THE PROBLEM: Somewhere below is a line with "the woman's teeth?" and, later, a line with "the man's face?"; repeat those two lines and all the lines between them, exactly as they are.
──────── DATA IN THIS EXERCISE
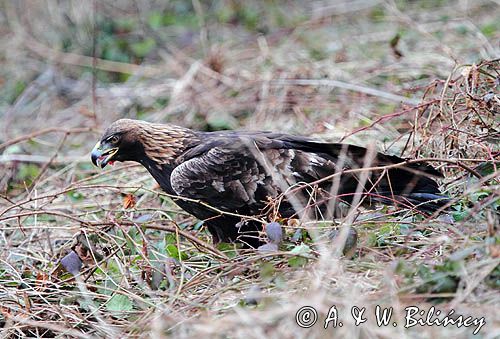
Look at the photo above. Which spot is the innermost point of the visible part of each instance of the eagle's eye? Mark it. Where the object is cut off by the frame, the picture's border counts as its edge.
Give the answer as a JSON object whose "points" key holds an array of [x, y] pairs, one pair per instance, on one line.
{"points": [[113, 139]]}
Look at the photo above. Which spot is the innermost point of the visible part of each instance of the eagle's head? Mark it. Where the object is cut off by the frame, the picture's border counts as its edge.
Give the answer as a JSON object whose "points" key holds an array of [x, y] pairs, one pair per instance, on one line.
{"points": [[140, 141]]}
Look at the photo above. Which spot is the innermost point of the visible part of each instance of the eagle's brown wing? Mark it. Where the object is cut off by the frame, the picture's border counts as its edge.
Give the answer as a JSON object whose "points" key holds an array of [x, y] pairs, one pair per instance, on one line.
{"points": [[234, 174], [239, 172]]}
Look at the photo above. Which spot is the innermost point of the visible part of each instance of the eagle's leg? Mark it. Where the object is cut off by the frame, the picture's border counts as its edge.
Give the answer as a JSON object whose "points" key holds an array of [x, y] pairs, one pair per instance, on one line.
{"points": [[234, 230]]}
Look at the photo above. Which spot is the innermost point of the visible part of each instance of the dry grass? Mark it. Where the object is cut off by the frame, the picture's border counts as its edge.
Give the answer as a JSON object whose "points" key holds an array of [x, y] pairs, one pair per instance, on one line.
{"points": [[407, 77]]}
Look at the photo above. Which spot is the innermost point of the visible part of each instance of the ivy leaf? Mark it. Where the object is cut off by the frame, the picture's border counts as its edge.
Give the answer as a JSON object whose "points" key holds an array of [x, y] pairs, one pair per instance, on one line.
{"points": [[119, 303]]}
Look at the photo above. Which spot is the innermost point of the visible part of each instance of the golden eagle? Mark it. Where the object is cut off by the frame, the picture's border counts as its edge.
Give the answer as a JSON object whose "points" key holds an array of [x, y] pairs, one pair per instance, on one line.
{"points": [[227, 174]]}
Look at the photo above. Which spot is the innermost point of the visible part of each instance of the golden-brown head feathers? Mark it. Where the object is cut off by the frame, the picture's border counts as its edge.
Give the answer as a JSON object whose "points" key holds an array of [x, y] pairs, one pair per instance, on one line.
{"points": [[136, 140]]}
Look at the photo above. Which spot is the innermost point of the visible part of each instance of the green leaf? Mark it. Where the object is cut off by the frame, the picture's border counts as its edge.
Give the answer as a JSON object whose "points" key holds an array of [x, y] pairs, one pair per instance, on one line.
{"points": [[119, 303], [143, 48], [301, 251], [174, 252]]}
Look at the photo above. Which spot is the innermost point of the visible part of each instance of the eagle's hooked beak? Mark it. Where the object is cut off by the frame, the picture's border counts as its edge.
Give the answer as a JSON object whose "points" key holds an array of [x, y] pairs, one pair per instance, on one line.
{"points": [[102, 154]]}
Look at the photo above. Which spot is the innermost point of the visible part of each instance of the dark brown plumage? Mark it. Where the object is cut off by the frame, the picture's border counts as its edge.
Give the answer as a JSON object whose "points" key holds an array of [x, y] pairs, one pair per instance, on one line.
{"points": [[247, 173]]}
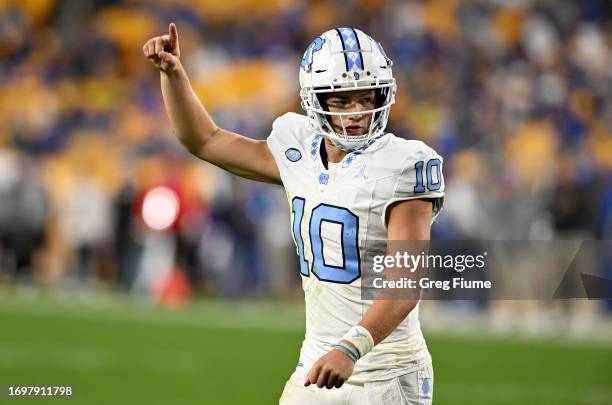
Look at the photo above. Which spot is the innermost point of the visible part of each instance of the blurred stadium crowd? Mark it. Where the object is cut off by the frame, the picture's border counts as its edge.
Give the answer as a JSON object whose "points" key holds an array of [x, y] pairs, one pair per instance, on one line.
{"points": [[516, 95]]}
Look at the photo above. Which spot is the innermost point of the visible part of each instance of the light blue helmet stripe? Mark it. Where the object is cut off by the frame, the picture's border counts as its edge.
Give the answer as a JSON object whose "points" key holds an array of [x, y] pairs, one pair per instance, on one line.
{"points": [[352, 49]]}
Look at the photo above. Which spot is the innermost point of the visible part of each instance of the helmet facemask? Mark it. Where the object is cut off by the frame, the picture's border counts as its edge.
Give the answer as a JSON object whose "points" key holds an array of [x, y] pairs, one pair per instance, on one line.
{"points": [[320, 116]]}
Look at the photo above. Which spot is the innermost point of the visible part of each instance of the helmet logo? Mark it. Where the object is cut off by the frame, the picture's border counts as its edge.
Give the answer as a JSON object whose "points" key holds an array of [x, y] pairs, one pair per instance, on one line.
{"points": [[352, 49], [316, 45]]}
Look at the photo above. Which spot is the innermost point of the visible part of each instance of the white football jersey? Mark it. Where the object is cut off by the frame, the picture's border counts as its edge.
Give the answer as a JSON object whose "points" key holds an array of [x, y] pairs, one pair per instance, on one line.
{"points": [[334, 212]]}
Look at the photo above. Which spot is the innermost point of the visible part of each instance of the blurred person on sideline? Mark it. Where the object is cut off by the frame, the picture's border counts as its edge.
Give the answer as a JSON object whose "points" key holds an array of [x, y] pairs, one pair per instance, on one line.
{"points": [[338, 167]]}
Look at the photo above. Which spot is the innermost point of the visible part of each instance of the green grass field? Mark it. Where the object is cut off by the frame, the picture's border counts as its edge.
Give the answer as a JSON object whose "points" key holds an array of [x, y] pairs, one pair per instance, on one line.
{"points": [[116, 350]]}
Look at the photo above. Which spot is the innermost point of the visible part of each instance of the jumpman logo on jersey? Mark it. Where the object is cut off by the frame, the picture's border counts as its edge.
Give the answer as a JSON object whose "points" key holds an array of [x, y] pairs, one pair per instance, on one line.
{"points": [[358, 334]]}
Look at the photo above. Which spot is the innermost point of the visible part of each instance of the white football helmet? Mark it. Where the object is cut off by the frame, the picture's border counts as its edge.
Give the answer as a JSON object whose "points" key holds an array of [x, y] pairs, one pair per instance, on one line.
{"points": [[346, 59]]}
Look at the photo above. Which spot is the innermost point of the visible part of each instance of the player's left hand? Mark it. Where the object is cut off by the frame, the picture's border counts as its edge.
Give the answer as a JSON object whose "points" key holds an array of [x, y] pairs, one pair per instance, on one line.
{"points": [[331, 370]]}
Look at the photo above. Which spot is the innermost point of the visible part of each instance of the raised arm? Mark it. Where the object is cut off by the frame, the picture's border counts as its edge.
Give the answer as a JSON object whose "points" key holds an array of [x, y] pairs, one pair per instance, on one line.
{"points": [[195, 128]]}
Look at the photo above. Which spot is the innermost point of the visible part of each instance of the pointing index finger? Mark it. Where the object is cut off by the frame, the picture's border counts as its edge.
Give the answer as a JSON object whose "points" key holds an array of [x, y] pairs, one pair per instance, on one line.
{"points": [[173, 36]]}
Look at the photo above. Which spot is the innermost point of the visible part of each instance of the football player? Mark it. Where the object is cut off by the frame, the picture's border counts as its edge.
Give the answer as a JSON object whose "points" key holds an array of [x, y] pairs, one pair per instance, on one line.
{"points": [[347, 182]]}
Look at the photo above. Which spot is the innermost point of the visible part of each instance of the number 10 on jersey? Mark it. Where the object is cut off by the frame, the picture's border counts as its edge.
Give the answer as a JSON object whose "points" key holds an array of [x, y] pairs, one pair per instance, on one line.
{"points": [[350, 270]]}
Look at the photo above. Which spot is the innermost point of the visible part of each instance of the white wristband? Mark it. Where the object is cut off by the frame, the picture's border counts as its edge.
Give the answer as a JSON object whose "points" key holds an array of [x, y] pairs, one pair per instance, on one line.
{"points": [[361, 338]]}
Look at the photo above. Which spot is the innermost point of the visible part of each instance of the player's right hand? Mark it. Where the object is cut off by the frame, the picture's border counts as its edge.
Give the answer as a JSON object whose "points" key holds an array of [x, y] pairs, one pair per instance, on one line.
{"points": [[164, 51]]}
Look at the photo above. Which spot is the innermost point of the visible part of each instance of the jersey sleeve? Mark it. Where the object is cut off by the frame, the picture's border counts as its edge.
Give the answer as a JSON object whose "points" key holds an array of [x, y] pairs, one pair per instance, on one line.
{"points": [[284, 142], [420, 178]]}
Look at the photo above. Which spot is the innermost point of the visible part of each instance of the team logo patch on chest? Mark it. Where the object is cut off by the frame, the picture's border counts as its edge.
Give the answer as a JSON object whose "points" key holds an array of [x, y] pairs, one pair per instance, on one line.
{"points": [[293, 154]]}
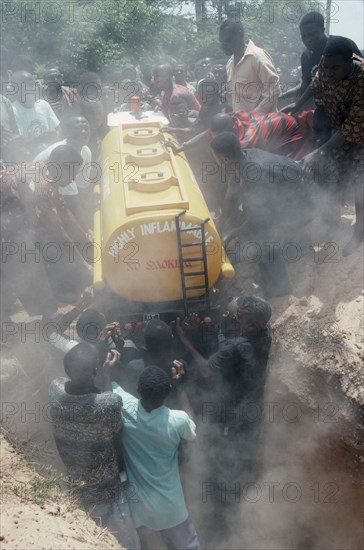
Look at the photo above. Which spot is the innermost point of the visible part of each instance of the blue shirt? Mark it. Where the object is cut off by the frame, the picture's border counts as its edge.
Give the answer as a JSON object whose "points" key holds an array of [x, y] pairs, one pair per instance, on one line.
{"points": [[150, 443]]}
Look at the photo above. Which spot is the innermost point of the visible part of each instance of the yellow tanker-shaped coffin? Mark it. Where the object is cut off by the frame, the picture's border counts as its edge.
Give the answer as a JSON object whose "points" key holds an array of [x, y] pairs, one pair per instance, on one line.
{"points": [[144, 187]]}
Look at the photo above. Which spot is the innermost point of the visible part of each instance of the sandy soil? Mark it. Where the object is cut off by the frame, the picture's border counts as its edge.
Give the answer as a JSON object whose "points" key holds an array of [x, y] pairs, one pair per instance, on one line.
{"points": [[317, 354], [36, 514]]}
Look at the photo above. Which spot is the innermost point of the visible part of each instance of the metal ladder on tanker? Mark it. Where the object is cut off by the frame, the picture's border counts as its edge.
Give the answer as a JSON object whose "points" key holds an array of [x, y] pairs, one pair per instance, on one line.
{"points": [[203, 301]]}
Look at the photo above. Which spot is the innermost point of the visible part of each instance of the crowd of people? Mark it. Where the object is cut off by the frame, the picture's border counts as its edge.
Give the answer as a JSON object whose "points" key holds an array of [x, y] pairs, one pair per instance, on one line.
{"points": [[125, 411]]}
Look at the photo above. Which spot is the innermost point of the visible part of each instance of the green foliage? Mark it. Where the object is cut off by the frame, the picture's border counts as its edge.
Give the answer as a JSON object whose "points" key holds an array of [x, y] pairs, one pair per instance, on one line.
{"points": [[97, 35]]}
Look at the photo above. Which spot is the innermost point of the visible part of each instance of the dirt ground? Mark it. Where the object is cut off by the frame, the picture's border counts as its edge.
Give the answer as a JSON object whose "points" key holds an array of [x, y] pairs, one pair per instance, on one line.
{"points": [[316, 359], [35, 513]]}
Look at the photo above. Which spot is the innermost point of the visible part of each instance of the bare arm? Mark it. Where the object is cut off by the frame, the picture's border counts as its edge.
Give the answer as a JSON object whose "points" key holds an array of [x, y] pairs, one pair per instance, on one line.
{"points": [[300, 103], [201, 362], [112, 358], [178, 373]]}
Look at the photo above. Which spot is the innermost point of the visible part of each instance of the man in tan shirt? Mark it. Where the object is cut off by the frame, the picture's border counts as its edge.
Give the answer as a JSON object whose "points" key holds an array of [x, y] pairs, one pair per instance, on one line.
{"points": [[251, 75]]}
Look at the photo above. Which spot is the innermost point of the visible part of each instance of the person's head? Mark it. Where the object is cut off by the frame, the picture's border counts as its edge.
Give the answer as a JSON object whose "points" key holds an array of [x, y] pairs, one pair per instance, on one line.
{"points": [[284, 60], [226, 150], [180, 73], [26, 91], [93, 111], [145, 66], [231, 37], [252, 313], [53, 77], [89, 86], [128, 72], [90, 325], [337, 58], [80, 365], [158, 336], [154, 386], [163, 77], [208, 93], [178, 112], [63, 165], [203, 68], [312, 28], [219, 72], [222, 122], [76, 130]]}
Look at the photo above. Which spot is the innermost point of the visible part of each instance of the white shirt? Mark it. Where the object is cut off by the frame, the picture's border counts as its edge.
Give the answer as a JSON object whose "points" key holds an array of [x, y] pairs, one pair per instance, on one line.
{"points": [[82, 180], [34, 121], [253, 81]]}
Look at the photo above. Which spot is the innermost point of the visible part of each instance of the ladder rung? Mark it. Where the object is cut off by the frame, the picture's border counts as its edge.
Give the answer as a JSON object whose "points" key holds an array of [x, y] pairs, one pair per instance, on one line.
{"points": [[192, 273], [192, 259], [195, 228], [195, 287]]}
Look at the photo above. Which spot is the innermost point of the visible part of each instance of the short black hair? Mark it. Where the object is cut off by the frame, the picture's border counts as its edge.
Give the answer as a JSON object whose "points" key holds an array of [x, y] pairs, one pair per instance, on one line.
{"points": [[158, 336], [90, 324], [65, 153], [163, 67], [256, 308], [313, 18], [80, 362], [207, 87], [227, 144], [234, 27], [338, 45], [177, 100], [154, 384], [88, 78], [222, 122]]}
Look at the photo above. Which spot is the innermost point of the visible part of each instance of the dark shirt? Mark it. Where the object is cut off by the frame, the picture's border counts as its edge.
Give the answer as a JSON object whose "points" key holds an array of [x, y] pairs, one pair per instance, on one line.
{"points": [[84, 428], [310, 60], [242, 364]]}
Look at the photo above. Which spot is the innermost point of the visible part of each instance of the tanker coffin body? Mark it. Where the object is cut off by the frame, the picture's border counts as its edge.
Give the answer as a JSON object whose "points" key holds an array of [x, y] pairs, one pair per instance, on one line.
{"points": [[144, 186]]}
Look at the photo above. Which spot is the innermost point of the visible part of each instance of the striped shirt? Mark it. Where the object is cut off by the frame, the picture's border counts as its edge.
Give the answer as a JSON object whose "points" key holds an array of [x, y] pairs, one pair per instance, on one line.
{"points": [[279, 133]]}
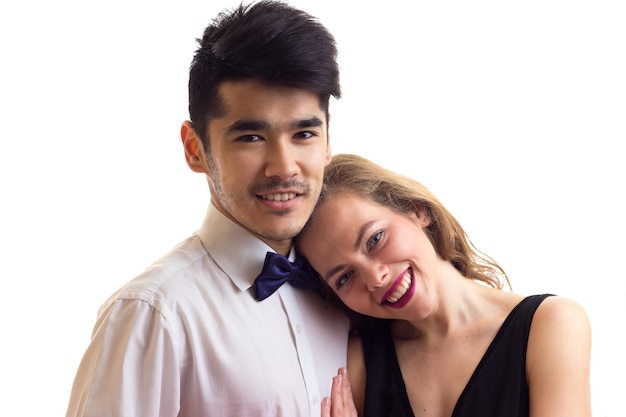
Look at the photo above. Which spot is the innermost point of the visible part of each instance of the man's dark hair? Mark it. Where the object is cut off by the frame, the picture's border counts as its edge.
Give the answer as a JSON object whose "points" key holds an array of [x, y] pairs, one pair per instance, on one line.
{"points": [[268, 41]]}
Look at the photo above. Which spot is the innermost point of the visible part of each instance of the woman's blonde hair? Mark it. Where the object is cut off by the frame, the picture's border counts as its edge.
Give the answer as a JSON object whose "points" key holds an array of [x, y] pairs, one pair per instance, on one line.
{"points": [[353, 174]]}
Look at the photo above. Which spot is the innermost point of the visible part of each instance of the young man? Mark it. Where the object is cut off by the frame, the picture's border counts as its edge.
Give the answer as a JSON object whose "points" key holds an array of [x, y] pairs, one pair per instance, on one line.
{"points": [[190, 337]]}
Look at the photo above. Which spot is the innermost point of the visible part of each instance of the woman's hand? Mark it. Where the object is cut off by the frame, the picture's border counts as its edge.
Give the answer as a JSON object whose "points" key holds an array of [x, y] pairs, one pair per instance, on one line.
{"points": [[340, 403]]}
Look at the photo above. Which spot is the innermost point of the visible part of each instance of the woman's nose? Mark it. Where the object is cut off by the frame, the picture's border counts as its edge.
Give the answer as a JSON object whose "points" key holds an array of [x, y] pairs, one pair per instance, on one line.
{"points": [[376, 276]]}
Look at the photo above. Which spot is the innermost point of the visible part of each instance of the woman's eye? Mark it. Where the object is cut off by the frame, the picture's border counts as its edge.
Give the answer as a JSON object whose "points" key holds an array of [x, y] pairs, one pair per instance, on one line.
{"points": [[341, 281], [373, 241]]}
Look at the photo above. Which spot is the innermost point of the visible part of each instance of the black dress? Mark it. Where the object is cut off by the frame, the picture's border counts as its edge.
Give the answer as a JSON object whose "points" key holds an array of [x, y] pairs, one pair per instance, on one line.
{"points": [[497, 387]]}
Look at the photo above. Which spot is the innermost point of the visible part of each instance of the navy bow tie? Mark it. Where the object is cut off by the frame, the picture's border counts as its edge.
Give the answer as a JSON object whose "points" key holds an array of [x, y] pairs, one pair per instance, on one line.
{"points": [[277, 270]]}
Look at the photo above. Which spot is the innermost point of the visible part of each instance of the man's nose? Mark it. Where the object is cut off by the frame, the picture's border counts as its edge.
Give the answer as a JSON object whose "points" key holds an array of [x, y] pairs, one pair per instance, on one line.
{"points": [[281, 159]]}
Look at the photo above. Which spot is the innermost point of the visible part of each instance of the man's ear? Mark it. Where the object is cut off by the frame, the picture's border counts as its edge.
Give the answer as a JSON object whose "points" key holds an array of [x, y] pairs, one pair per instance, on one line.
{"points": [[329, 154], [194, 149]]}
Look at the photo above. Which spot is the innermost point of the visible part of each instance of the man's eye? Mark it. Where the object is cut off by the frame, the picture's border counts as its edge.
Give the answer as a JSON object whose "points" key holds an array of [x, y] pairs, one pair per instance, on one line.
{"points": [[304, 135], [249, 138], [341, 281], [374, 240]]}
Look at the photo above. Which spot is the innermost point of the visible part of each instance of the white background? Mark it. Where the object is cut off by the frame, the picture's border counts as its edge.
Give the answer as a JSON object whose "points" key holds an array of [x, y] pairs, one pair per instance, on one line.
{"points": [[513, 113]]}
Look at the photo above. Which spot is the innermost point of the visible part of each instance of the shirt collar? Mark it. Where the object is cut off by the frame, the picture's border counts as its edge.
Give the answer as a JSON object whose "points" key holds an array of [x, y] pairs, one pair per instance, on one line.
{"points": [[234, 249]]}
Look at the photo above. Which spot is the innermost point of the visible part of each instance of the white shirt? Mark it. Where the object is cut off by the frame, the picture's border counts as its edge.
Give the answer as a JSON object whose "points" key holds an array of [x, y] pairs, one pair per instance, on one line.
{"points": [[188, 338]]}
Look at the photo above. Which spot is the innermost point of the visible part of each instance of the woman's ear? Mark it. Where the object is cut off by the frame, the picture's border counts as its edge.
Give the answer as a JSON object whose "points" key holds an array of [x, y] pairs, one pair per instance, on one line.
{"points": [[193, 147]]}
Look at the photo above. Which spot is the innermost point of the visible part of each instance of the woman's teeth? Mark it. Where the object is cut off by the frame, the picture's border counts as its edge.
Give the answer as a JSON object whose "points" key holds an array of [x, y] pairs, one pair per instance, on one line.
{"points": [[279, 196], [401, 289]]}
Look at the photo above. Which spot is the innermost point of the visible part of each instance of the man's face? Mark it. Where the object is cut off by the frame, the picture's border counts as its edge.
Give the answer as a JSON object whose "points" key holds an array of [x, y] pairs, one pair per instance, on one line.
{"points": [[267, 157]]}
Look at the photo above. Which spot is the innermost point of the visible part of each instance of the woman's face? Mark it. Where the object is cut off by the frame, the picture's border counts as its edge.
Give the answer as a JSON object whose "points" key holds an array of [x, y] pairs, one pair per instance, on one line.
{"points": [[376, 260]]}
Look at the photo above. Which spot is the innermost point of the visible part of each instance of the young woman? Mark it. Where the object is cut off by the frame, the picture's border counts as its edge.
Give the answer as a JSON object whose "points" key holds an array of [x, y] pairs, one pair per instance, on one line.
{"points": [[444, 338]]}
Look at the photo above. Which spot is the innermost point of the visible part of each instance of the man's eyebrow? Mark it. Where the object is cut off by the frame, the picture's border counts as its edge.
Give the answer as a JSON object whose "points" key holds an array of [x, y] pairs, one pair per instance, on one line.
{"points": [[312, 121], [247, 125], [256, 125]]}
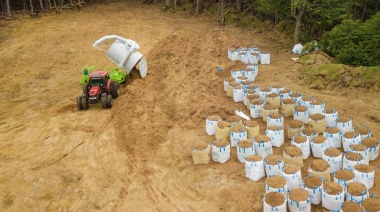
────────────────
ANSWER:
Look at the photo above. Which spot is the innermost point of the visible part of each instance of the woman's teeth? Mark it. Where the object is cut off by the frame, the picture's border counts as its edge.
Give the answer as a JSON object whose "points" key holds an array of [x, y] pairs, one pair per instance, on one line.
{"points": [[279, 196], [401, 289]]}
Look at the photo above. Which spot is the innermost point of the visible part of each instance of the man's face? Mark it. Where the object is cut off by the frame, the picture's border counts as its edge.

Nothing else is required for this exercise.